_EXCERPT_

※ ※ ※

Usage with Responses

# In spider callbacks
async def parse(self, response):
    element = response.css("button").get()
    
    # Access attributes
    attrs = element.attrib
    
    # Get specific attribute
    button_class = attrs.get("class")
    
    # Search for attributes with specific values
    for match in attrs.search_values("submit", partial=True):
        print(f"Found: {dict(match)}")
    
    # Convert to dict if needed
    attrs_dict = dict(attrs)

Complete Examples

Text Cleaning and Extraction

from scrapling.core.custom_types import TextHandler

html_text = TextHandler("""
    Price: £49.99
    
    Contact: [email protected]
    
    Available: YES
""")

# Clean whitespace
cleaned = html_text.clean(remove_entities=True)
print(cleaned)  # "Price: £49.99 Contact: [email protected] Available: YES"

# Extract email
email = cleaned.re_first(r'\b[\w.-]+@[\w.-]+\.\w+\b')
print(email)  # "[email protected]"

# Extract price
price = cleaned.re_first(r([\d.]+)')

※ ※ ※

_WHAT YOU WILL DO_
A - Scale the entries starting at the line containing "Where can the stone statue" and ending at the last line of the entries. Give every line again, requests included, and multiply each answer coordinate by 1.85, rounding to whole numbers with halves rounded up. Leave the sample coordinates in the requests as they are.
B - Pick up the Scrapling usage excerpt after its last line and continue it.
The text and the entries come from separate, unrelated sources.

Records for identifying positions:

※ ※ ※

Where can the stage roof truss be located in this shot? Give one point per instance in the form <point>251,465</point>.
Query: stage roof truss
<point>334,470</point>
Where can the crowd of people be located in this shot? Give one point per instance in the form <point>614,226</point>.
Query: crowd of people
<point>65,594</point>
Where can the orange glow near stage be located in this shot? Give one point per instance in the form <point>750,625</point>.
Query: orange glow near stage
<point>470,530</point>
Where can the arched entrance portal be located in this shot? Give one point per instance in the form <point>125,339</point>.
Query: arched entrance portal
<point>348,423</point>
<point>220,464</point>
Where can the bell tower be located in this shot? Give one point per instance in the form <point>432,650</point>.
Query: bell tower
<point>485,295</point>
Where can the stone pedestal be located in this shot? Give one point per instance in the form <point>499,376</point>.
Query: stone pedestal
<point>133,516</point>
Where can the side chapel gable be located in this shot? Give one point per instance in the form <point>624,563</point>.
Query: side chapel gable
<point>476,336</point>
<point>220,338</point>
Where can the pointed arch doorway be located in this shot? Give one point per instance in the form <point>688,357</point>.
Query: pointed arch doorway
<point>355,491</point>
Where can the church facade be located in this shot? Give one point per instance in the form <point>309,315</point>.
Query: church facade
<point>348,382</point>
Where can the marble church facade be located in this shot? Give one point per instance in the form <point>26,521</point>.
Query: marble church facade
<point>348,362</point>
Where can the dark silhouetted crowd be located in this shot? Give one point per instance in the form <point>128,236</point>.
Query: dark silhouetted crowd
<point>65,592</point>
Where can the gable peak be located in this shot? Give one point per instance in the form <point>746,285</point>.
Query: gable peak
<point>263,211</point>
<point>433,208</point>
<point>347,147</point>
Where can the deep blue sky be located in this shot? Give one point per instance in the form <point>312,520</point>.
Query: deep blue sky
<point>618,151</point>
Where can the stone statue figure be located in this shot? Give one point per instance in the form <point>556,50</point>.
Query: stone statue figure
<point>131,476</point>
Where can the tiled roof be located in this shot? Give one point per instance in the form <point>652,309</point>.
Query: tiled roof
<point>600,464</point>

※ ※ ※

_OUTPUTS IN ORDER_
A -
Where can the stone statue figure be located in this shot? Give one point per instance in the form <point>556,50</point>.
Query: stone statue figure
<point>242,881</point>
Where can the tiled roof be located in this shot? Give one point per instance in the form <point>652,309</point>.
Query: tiled roof
<point>1110,858</point>

B -
print(price)  # "49.99"

# Check for availability
available = cleaned.re(r'Available:\s*(YES|NO)', check_match=True)
print(available)  # True

Working with Lists

from scrapling.core.custom_types import TextHandlers, TextHandler

products = TextHandlers([
    TextHandler("Product A - $29.99"),
    TextHandler("Product B - $39.99"),
    TextHandler("Product C - $49.99")
])

# Extract all prices
prices = products.re(r'\$(\d+\.\d+)')
print(prices)  # TextHandlers(['29.99', '39.99', '49.99'])

# Get first product name
first_product = products.re_first(r'Product ([A-Z])')
print(first_product)  # "A"

# Get first element
first = products.get()
print(first)  # "Product A - $29.99"

Attribute Handling

from scrapling.core.custom_types import AttributesHandler

# Parse element attributes
attrs = AttributesHandler({
    "class": "product-card featured",
    "data-id": "12345",
    "data-price": "29.99",
    "data-category": "electronics"
})

# Access attributes
product_id = attrs.get("data-id")
print(product_id)  # TextHandler("12345")

# Search by value
for match in attrs.search_values("electronics"):
    print(dict(match))  # {'data-category': 'electronics'}

# Search with partial match
for match in attrs.search_values("product", partial=True):
    print(dict(match))  # {'class': 'product-card featured'}

# Convert to JSON
import json
attrs_json = attrs.json_string
data = json.loads(attrs_json)
print(data["data-price"])  # "29.99"

Spider Integration

from scrapling.spiders import Spider

class ProductSpider(Spider):
    name = "products"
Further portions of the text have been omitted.